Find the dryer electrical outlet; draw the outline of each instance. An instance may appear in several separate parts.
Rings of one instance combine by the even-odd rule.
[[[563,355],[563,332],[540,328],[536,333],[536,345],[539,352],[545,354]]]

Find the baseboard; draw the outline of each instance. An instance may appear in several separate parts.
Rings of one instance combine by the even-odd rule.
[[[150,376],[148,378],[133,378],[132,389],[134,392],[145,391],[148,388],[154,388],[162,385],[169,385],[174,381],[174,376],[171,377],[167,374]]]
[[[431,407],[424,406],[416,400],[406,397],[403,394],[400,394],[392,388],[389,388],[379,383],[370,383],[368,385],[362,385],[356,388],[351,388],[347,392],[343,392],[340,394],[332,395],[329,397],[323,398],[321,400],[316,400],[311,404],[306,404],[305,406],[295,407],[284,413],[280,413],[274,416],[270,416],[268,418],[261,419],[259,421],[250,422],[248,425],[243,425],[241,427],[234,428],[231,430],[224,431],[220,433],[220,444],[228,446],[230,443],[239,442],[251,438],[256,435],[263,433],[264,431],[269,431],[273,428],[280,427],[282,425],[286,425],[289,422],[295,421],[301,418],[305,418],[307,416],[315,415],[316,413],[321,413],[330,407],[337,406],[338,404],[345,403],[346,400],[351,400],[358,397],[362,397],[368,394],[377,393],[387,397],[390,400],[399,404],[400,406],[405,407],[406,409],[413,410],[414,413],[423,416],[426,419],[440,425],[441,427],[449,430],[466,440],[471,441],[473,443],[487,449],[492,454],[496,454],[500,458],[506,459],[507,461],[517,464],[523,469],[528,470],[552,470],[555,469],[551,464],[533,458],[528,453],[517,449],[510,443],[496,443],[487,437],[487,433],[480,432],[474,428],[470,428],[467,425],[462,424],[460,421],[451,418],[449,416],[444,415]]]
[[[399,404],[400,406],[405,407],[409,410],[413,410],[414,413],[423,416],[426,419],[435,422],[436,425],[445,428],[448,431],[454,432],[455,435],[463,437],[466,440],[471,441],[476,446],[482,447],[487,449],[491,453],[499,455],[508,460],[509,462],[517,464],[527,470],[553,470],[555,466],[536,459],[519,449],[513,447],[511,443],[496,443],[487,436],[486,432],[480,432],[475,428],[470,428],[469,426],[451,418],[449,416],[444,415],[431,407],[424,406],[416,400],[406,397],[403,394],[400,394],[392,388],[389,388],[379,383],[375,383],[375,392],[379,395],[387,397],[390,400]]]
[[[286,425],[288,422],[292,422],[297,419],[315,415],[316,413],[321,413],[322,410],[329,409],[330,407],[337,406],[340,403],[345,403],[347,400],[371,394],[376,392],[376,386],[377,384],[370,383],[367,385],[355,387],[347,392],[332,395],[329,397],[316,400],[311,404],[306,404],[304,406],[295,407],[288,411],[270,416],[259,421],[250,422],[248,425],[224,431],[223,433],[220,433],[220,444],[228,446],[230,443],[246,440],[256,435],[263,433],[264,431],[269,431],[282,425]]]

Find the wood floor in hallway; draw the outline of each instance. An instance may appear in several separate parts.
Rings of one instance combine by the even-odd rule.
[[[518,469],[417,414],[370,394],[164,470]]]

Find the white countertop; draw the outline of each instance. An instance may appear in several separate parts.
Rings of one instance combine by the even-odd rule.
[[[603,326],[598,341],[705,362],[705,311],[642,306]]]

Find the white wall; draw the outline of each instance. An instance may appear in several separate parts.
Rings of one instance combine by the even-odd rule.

= = = =

§ Goal
Express the data above as a JSON array of strings, one string per line, leaving out the blank lines.

§ The answer
[
  "Find the dryer electrical outlet; draw the outline of each instance. An instance may appear in several separate parts.",
  "Rings of one instance combine by the even-odd rule.",
  "[[[563,355],[563,332],[540,328],[536,333],[536,345],[539,352],[545,354]]]",
  "Find the baseboard; draw the outline of each instance. An instance may appear in several separate parts.",
  "Rings of one instance combine by the even-odd rule.",
  "[[[150,376],[148,378],[133,378],[132,389],[134,392],[145,391],[148,388],[154,388],[162,385],[169,385],[174,381],[174,376],[171,377],[167,374]]]",
  "[[[431,407],[424,406],[416,400],[406,397],[403,394],[400,394],[392,388],[389,388],[379,383],[370,383],[368,385],[362,385],[356,388],[351,388],[347,392],[343,392],[340,394],[332,395],[329,397],[323,398],[321,400],[316,400],[311,404],[306,404],[305,406],[295,407],[284,413],[280,413],[274,416],[270,416],[268,418],[261,419],[259,421],[250,422],[248,425],[243,425],[241,427],[234,428],[231,430],[224,431],[220,433],[220,444],[228,446],[230,443],[239,442],[251,438],[256,435],[263,433],[264,431],[269,431],[273,428],[280,427],[282,425],[286,425],[289,422],[295,421],[301,418],[305,418],[307,416],[315,415],[316,413],[321,413],[330,407],[337,406],[338,404],[345,403],[346,400],[351,400],[358,397],[362,397],[368,394],[377,393],[387,397],[390,400],[399,404],[400,406],[405,407],[406,409],[413,410],[414,413],[423,416],[426,419],[440,425],[441,427],[449,430],[466,440],[471,441],[473,443],[487,449],[492,454],[496,454],[500,458],[506,459],[507,461],[517,464],[523,469],[528,470],[552,470],[555,469],[551,464],[533,458],[528,453],[517,449],[510,443],[496,443],[487,437],[487,433],[480,432],[474,428],[470,428],[467,425],[462,424],[460,421],[451,418],[449,416],[444,415]]]",
  "[[[399,404],[400,406],[405,407],[409,410],[413,410],[414,413],[423,416],[426,419],[435,422],[436,425],[445,428],[448,431],[454,432],[455,435],[463,437],[466,440],[471,441],[476,446],[482,447],[487,449],[491,453],[499,455],[508,460],[509,462],[517,464],[527,470],[553,470],[555,466],[536,459],[519,449],[513,447],[511,443],[496,443],[487,436],[486,432],[480,432],[475,428],[470,428],[469,426],[451,418],[449,416],[444,415],[431,407],[424,406],[416,400],[406,397],[403,394],[400,394],[392,388],[389,388],[379,383],[375,383],[375,392],[379,395],[387,397],[390,400]]]",
  "[[[286,425],[288,422],[292,422],[297,419],[315,415],[316,413],[321,413],[322,410],[329,409],[330,407],[337,406],[340,403],[345,403],[347,400],[371,394],[376,392],[376,386],[377,384],[370,383],[367,385],[355,387],[347,392],[332,395],[329,397],[316,400],[311,404],[306,404],[304,406],[295,407],[288,411],[270,416],[259,421],[250,422],[248,425],[224,431],[223,433],[220,433],[220,444],[228,446],[230,443],[246,440],[256,435],[263,433],[264,431],[269,431],[282,425]]]",
  "Find the wood floor in hallway; draw the outline of each instance. An instance may appear in several separate parts.",
  "Rings of one instance combine by the even-odd rule.",
  "[[[518,469],[417,414],[370,394],[164,470]]]",
  "Find the white countertop; draw the outline of each instance. An instance may appear in several separate parts.",
  "Rings of one instance combine by the even-odd rule.",
  "[[[603,326],[598,341],[705,362],[705,311],[642,306]]]",
  "Find the white wall; draw the outline of each instance. An instance may appear in several separate parts.",
  "Rings of one instance combine by the even-odd rule."
]